All of the data should be reproduced word for word, though its pictures must be omitted.

#### Source data
========================

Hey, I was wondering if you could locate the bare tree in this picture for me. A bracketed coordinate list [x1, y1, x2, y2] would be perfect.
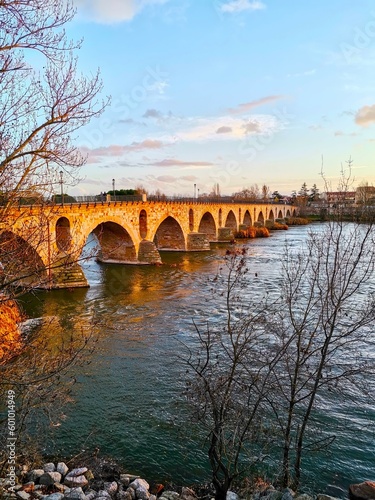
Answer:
[183, 249, 277, 500]
[0, 0, 107, 213]
[233, 184, 260, 201]
[0, 0, 106, 466]
[185, 165, 375, 494]
[265, 168, 375, 488]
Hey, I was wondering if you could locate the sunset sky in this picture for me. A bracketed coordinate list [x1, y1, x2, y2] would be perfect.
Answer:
[68, 0, 375, 197]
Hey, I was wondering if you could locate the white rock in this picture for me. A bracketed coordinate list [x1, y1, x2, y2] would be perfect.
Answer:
[129, 479, 149, 492]
[44, 494, 64, 500]
[160, 492, 180, 500]
[226, 492, 239, 500]
[43, 463, 56, 473]
[96, 491, 111, 498]
[104, 481, 118, 496]
[56, 462, 69, 477]
[16, 492, 30, 500]
[66, 468, 88, 478]
[63, 486, 86, 499]
[48, 472, 62, 483]
[64, 475, 88, 488]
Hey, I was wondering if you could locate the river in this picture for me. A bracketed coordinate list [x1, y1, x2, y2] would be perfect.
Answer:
[19, 224, 375, 497]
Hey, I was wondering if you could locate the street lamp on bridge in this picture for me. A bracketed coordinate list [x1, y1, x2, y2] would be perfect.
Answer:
[59, 170, 64, 207]
[194, 183, 196, 199]
[112, 178, 116, 201]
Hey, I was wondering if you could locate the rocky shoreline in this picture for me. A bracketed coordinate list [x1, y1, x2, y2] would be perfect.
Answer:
[1, 460, 374, 500]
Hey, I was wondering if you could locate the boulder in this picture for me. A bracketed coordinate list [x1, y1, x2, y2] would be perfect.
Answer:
[27, 469, 45, 482]
[295, 495, 313, 500]
[349, 481, 375, 500]
[125, 487, 136, 500]
[317, 495, 341, 500]
[96, 491, 111, 499]
[16, 492, 30, 500]
[43, 463, 56, 473]
[226, 492, 239, 500]
[48, 472, 62, 483]
[104, 481, 118, 496]
[160, 492, 180, 500]
[281, 488, 295, 500]
[84, 470, 95, 482]
[39, 473, 55, 487]
[180, 488, 197, 500]
[63, 486, 86, 499]
[64, 475, 88, 488]
[56, 463, 69, 477]
[84, 489, 98, 500]
[44, 494, 64, 500]
[129, 479, 149, 492]
[66, 468, 88, 478]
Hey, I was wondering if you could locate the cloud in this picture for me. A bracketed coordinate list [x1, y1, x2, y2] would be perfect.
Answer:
[334, 130, 358, 137]
[150, 158, 215, 167]
[216, 126, 233, 134]
[143, 109, 163, 119]
[75, 0, 169, 23]
[220, 0, 266, 13]
[82, 140, 167, 163]
[157, 175, 177, 183]
[174, 114, 279, 142]
[228, 95, 284, 115]
[355, 104, 375, 127]
[287, 69, 316, 78]
[243, 121, 261, 133]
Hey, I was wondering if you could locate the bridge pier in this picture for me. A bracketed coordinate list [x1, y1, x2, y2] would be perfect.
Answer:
[48, 255, 89, 289]
[218, 227, 234, 241]
[186, 232, 210, 251]
[138, 240, 162, 264]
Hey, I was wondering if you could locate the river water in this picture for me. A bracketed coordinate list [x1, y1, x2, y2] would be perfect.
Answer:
[19, 225, 375, 496]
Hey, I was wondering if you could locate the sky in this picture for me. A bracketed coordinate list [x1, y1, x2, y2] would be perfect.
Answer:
[67, 0, 375, 197]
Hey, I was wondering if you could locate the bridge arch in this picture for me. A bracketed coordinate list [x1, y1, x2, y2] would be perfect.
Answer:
[286, 209, 291, 217]
[243, 210, 252, 227]
[278, 209, 283, 219]
[225, 210, 237, 231]
[258, 211, 265, 224]
[292, 209, 297, 217]
[139, 209, 148, 239]
[268, 209, 275, 221]
[198, 212, 216, 241]
[91, 221, 137, 263]
[56, 217, 72, 252]
[153, 216, 186, 250]
[0, 230, 48, 286]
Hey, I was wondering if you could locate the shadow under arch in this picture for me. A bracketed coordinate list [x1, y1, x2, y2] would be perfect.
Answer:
[198, 212, 217, 241]
[0, 230, 48, 287]
[243, 209, 252, 227]
[225, 210, 237, 231]
[92, 221, 137, 263]
[153, 216, 186, 250]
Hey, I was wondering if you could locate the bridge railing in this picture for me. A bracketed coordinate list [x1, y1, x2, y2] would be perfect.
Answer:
[5, 194, 294, 208]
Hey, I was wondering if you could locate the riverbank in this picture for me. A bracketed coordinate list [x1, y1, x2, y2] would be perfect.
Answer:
[1, 456, 374, 500]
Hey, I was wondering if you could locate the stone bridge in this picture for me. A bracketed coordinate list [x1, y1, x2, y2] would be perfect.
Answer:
[1, 199, 297, 289]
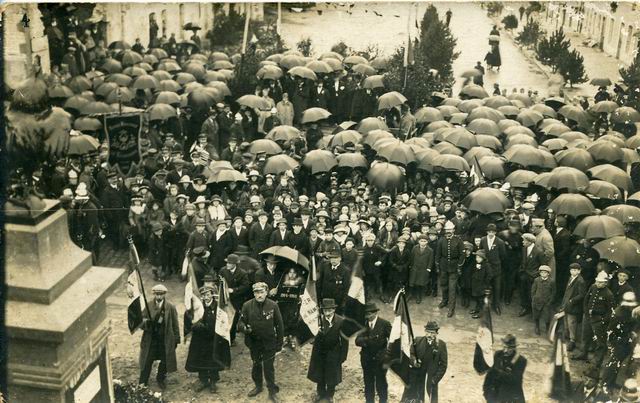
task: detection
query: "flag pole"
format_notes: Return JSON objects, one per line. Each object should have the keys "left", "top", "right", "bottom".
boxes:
{"left": 402, "top": 4, "right": 412, "bottom": 93}
{"left": 128, "top": 235, "right": 151, "bottom": 321}
{"left": 276, "top": 2, "right": 282, "bottom": 35}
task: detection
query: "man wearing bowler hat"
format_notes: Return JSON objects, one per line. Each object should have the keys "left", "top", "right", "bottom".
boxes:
{"left": 401, "top": 321, "right": 448, "bottom": 403}
{"left": 139, "top": 284, "right": 180, "bottom": 390}
{"left": 356, "top": 302, "right": 391, "bottom": 403}
{"left": 239, "top": 282, "right": 284, "bottom": 402}
{"left": 308, "top": 298, "right": 349, "bottom": 403}
{"left": 318, "top": 252, "right": 351, "bottom": 315}
{"left": 480, "top": 223, "right": 507, "bottom": 314}
{"left": 483, "top": 334, "right": 527, "bottom": 403}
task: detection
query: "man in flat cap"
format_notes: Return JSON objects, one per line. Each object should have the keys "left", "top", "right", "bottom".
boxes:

========================

#### Solution for this task
Hey, I was wondering if you could locate the bare tree in this picture for me. A bracketed coordinate list [x1, y1, x2, y2] would be perfect.
Answer:
[183, 249, 277, 500]
[0, 0, 107, 213]
[233, 184, 260, 201]
[0, 0, 106, 466]
[185, 165, 375, 494]
[265, 168, 375, 488]
Hey, I was wondering if you could locate the sunset sky in this picture for me. A bracketed coordinate list [x1, y1, x2, y2] would be perfect.
Answer:
[68, 0, 375, 197]
Hey, I was wondering if you could locate the white rock in this picture for me. A bracketed coordinate list [x1, y1, x2, y2] would be perfect.
Answer:
[129, 479, 149, 492]
[44, 494, 64, 500]
[160, 492, 180, 500]
[226, 492, 239, 500]
[43, 463, 56, 473]
[96, 491, 111, 498]
[104, 481, 118, 496]
[56, 462, 69, 477]
[16, 492, 30, 500]
[66, 468, 88, 478]
[63, 486, 86, 499]
[48, 472, 62, 483]
[64, 475, 88, 488]
Hey, I was wondering if you could locate the river in this picture for me. A bracketed coordinate list [x1, y1, x2, y2] would be perfect.
Answer:
[19, 224, 375, 497]
Hey, I was wondering if you could locate the street lamp on bridge in this picture for me. A bracketed coordinate list [x1, y1, x2, y2] would be perfect.
Answer:
[59, 170, 64, 207]
[194, 183, 196, 199]
[112, 178, 116, 201]
Hey, I was wondering if you could locate the rocky shoreline in this picture for me. A bracketed coordinate list [x1, y1, x2, y2] would be perfect.
Answer:
[1, 460, 374, 500]
Hey, I was wondering if you could locate the boulder in this picture for me. A bracketed coordinate list [x1, y1, x2, y2] would be perfect.
Answer:
[27, 469, 45, 482]
[295, 495, 313, 500]
[349, 481, 375, 500]
[125, 487, 136, 500]
[317, 495, 341, 500]
[96, 491, 111, 499]
[16, 492, 30, 500]
[43, 463, 56, 473]
[226, 492, 239, 500]
[48, 472, 62, 483]
[104, 481, 118, 496]
[160, 492, 180, 500]
[281, 488, 295, 500]
[84, 470, 95, 482]
[39, 473, 55, 487]
[180, 488, 197, 500]
[63, 486, 86, 499]
[64, 475, 88, 488]
[56, 463, 69, 477]
[84, 489, 98, 500]
[44, 494, 64, 500]
[129, 479, 149, 492]
[66, 468, 88, 478]
Hey, I was wondering if you could locate the cloud in this picture for me. A bracketed coordinate list [x1, y1, x2, y2] would be perfect.
Answer:
[334, 130, 358, 137]
[150, 158, 215, 167]
[216, 126, 233, 134]
[143, 109, 163, 119]
[75, 0, 169, 23]
[220, 0, 266, 13]
[82, 140, 167, 163]
[157, 175, 177, 183]
[174, 114, 279, 142]
[228, 95, 284, 115]
[355, 104, 375, 127]
[287, 69, 316, 78]
[243, 121, 261, 133]
Hey, I was wondering if you could locate the bridge pier in this picture for me. A bracketed coordinate list [x1, y1, x2, y2] would be perfect.
Answer:
[48, 255, 89, 289]
[218, 227, 234, 241]
[186, 232, 210, 251]
[138, 240, 162, 264]
Hey, I was wondering if you could locate the river water in this picture for me. A bracketed coordinate list [x1, y1, x2, y2] would be perfect.
Answer:
[19, 225, 375, 496]
Hey, I was wondering if you could locate the sky in this picture for me. A bracketed coordinate list [x1, y1, x2, y2] would be perfect.
Answer:
[67, 0, 375, 197]
Hey, I was wondering if you could locate the bridge arch in this picture for me. A bracketed coordinate list [x1, y1, x2, y2] would be perfect.
Answer:
[286, 209, 291, 217]
[243, 210, 252, 227]
[278, 209, 283, 219]
[225, 210, 237, 231]
[258, 211, 265, 224]
[292, 209, 297, 217]
[139, 209, 148, 239]
[268, 209, 275, 221]
[198, 212, 216, 241]
[91, 221, 137, 263]
[56, 217, 72, 252]
[153, 216, 186, 250]
[0, 230, 48, 286]
Hey, I was wondering if you could locate the shadow under arch in this picture for me. A bracketed coordinate list [x1, y1, x2, y2] would be perfect.
Answer:
[198, 212, 217, 241]
[0, 230, 48, 287]
[243, 209, 252, 227]
[225, 210, 237, 231]
[92, 221, 137, 263]
[153, 216, 186, 250]
Hey, I was wondering if you could locate the bridge railing in this picture for me. A bracketed coordinate list [x1, y1, x2, y2] would be perfect.
Answer:
[5, 194, 294, 208]
Hey, I was wondering if you could locate the riverbank in this picture for me. A bracketed coordinate list [x1, y1, x2, y2] would be perfect.
Answer:
[1, 456, 374, 500]
Hey, I was wondering if you could locate the stone bridge in this picture for me. A bracketed coordinate list [x1, y1, x2, y2] would be perfect.
Answer:
[1, 199, 297, 289]
task: detection
query: "flag pole"
format_notes: Return JSON objects, one per line. Each object should have the keys "left", "top", "right", "bottom".
boxes:
{"left": 402, "top": 4, "right": 412, "bottom": 93}
{"left": 128, "top": 235, "right": 151, "bottom": 321}
{"left": 276, "top": 2, "right": 282, "bottom": 35}
task: detection
query: "man wearing bowler hat"
format_notes: Return JSON objects, one per line. Each object should have the keys "left", "top", "right", "bottom".
boxes:
{"left": 401, "top": 321, "right": 448, "bottom": 403}
{"left": 139, "top": 284, "right": 180, "bottom": 390}
{"left": 356, "top": 302, "right": 391, "bottom": 403}
{"left": 239, "top": 282, "right": 284, "bottom": 402}
{"left": 308, "top": 298, "right": 349, "bottom": 403}
{"left": 318, "top": 252, "right": 351, "bottom": 315}
{"left": 480, "top": 223, "right": 507, "bottom": 314}
{"left": 483, "top": 334, "right": 527, "bottom": 403}
task: detection
query: "man in flat cap"
format_notes: Return JSON objects, one per line. Each object should have the keys "left", "top", "right", "bottom".
boxes:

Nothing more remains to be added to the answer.